But if we’re aiming to infer the underlying structure of the process through which our data came together (see this note from Paul Allison, or a discussion here), I find an advantage of regression can be the nice, clean formula we can statistically test with it. For example, we can give a regression something5 such as
STUDENT TEST SCORE ~ HOURS STUDYING + HOURS SLEEP
“the score each student receives on the test is proportional to the amount of time he or she studies plus the amount of sleep he or she receives the night before, any random error aside”
and then receive back coefficients, p-values, correlation coefficients, and other statistics that help us infer whether this hypothesis is correct—that studying and sleep are in fact the systematic drivers of students’ scores, and to what degree they drive them. (There may still be more to work through: any omitted variable bias or collinearity, for example. Though with a formula, we have a starting point.)
This said, something I’ve been pondering is what to do if we’d like both. When it comes to interactions, for example, what if time spent studying is influential—but only with sufficient sleep? A regression using our formula above wouldn’t fit any parameters that test for this.
If we wanted, we could re-specify the formula and test this as a new hypothesis. But then—what if our data includes not merely 2 variables, but 50, or 100? With 50 variables, there are 1,225 possible variable pairs we could test in two-way interaction, 19,600 possible triplets, and so on, and this doesn’t consider the pairs, triplets, and so on of these interaction terms themselves that we could test in the formula. And so, as I alluded to in this post, with this kind of combinatorics, testing every single possible specification in one big “for” loop might not even be feasible computationally.
Particle Swarm Optimization
I was curious if an optimization routine might help here. With particle swarm optimization (PSO), the analogy is a school of fish swimming around, looking for the best area for food. Each individual fish helps with the discovery by exploring the density of food in its own vicinity, and then reports back to the group. After a given round of collecting results from all of the fish across the school, the school shifts course and swims on average toward the fish that reported the greatest density. Each individual fish moves with the school, and also deviates from this average trajectory a little so that it can further explore its own vicinity.
For our purposes, the parameters aren’t the x, y, and z coordinates of a fish—they should be something related to the way variables interact. Here’s what I’ve been using:
- The total number of explanatory variables to include in a test regression
- The likelihood for each given possible explanatory variable (drawing without replacement) that it will be included in the regression
- The highest “order” of an interaction to attempt in the regression: in other words, whether to attempt any two-variable interactions, three-variable interactions, and so on
- The number of interaction terms to include of each given order
- The likelihood for each possible combination of variables in the interactions of each order
To set up the algorithm, I created a swarm of “particles” each storing a value for each of the parameters above. These parameters are randomized across the particles when the algorithm begins, and then each particle runs its own regression using the formula that its parameters dictate. The particles report back to the group and then determine which particle’s regression achieved the smallest cross-validated MSE. Every particle shifts its parameters a little toward those discovered as best so far globally, and the process repeats.
Also, two nuances. First, each particle keeps track of its own historically best parameter set and never strays too far from it—this way the particles don’t all merely bombard the one globally best parameter set discovered across the swarm. They incorporate information about it into their own search—by inching toward it. Since there might be an even better parameter set in some other vicinity, we want to ensure that some particle has a chance to discover it.

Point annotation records
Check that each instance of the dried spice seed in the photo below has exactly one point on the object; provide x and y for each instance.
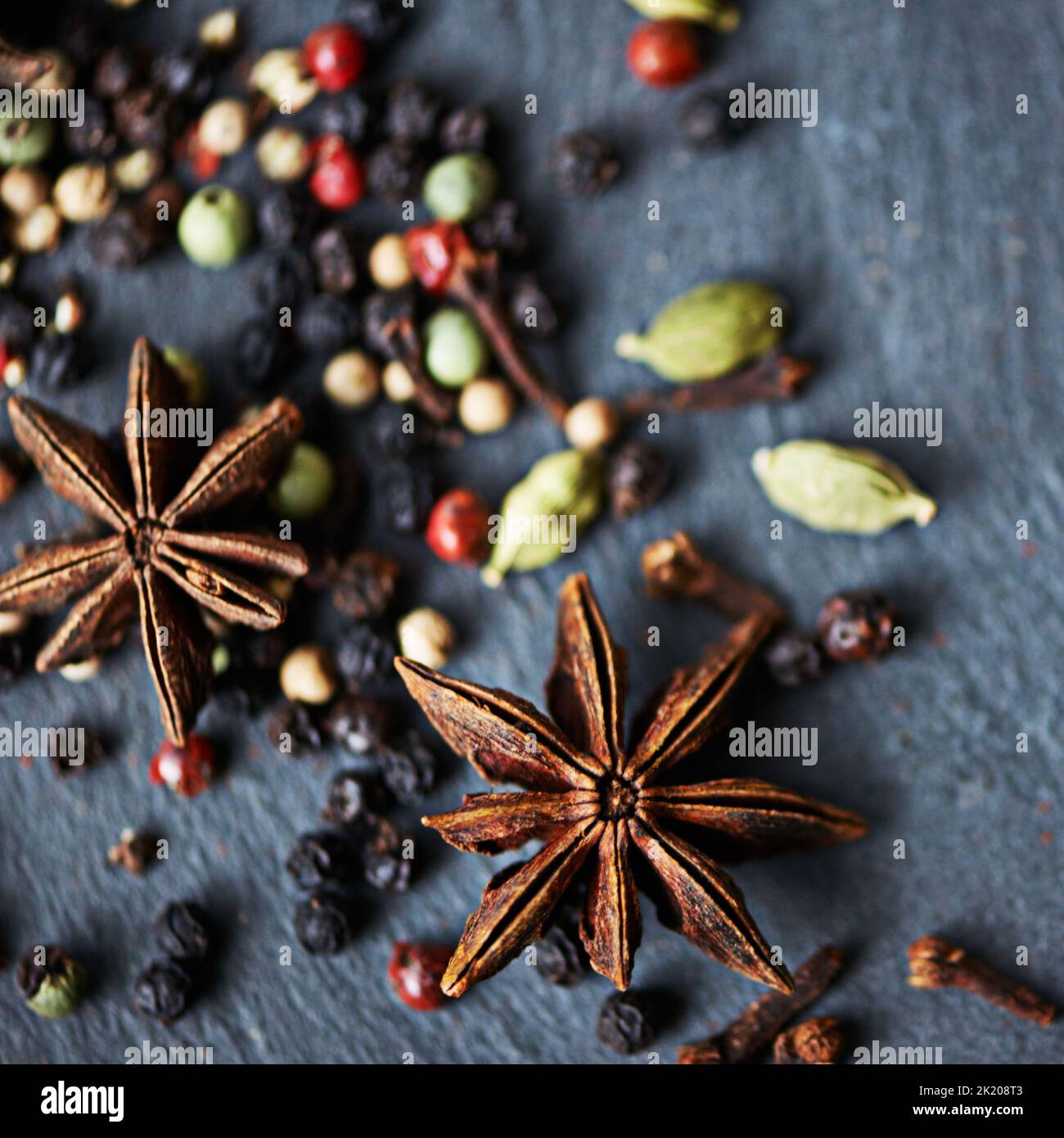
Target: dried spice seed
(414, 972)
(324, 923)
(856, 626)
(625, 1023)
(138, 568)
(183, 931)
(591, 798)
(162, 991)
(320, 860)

...

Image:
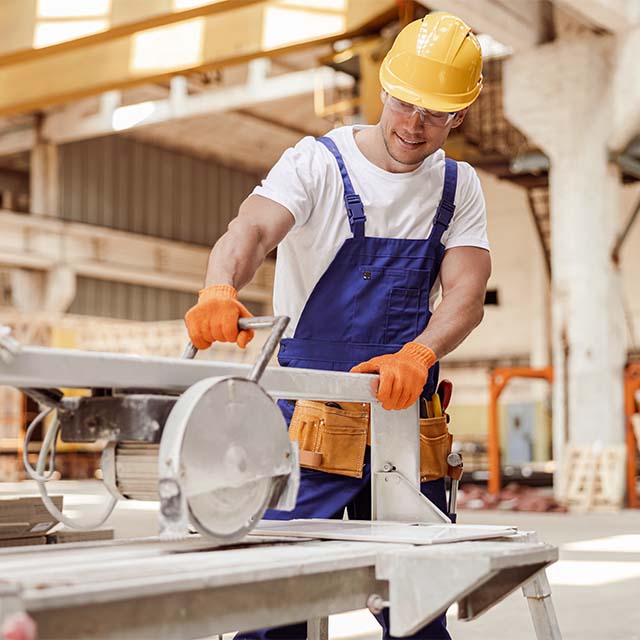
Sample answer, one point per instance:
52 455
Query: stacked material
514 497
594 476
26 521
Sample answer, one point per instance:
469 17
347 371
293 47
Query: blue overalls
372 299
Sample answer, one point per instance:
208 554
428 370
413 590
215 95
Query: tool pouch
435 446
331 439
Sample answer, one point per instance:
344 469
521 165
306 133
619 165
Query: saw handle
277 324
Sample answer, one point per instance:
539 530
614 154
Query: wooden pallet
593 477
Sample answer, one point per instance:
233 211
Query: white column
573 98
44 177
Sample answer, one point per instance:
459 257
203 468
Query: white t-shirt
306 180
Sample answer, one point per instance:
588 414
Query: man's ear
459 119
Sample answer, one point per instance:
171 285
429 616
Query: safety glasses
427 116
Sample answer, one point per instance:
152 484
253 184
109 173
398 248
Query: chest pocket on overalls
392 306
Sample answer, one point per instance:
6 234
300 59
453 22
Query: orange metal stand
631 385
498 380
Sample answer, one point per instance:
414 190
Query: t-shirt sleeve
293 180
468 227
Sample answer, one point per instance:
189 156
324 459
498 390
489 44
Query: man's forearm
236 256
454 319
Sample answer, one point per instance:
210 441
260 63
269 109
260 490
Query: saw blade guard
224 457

...

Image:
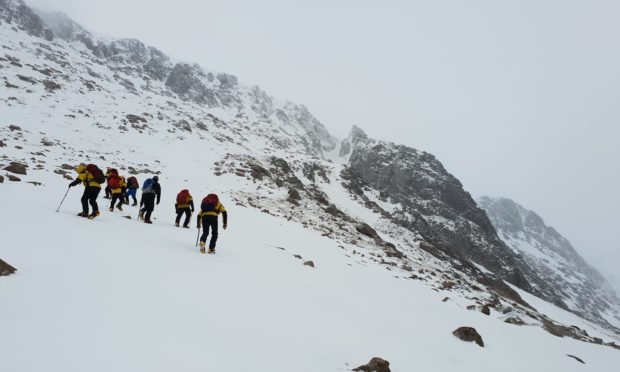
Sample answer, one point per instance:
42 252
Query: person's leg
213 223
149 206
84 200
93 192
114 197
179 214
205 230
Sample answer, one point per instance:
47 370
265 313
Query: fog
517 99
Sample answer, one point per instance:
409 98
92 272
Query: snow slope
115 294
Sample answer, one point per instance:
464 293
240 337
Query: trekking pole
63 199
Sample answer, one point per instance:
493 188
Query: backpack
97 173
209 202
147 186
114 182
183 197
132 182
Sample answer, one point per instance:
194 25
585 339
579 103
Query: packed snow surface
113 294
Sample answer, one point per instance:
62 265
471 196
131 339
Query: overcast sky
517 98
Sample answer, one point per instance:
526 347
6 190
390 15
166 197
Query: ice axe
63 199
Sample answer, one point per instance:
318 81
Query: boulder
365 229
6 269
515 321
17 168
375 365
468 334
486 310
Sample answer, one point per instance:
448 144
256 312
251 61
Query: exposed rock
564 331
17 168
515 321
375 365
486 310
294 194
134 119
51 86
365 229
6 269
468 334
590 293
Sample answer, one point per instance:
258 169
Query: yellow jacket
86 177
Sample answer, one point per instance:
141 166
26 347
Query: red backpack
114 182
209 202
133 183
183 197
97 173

Task instructions
Can you copy the stretch of the particle swarm excerpt from "Also, two nuances." through "to discover it.", swapping "vicinity" for "region"?

Output for this exercise
Also, two nuances. First, each particle keeps track of its own historically best parameter set and never strays too far from it—this way the particles don’t all merely bombard the one globally best parameter set discovered across the swarm. They incorporate information about it into their own search—by inching toward it. Since there might be an even better parameter set in some other region, we want to ensure that some particle has a chance to discover it.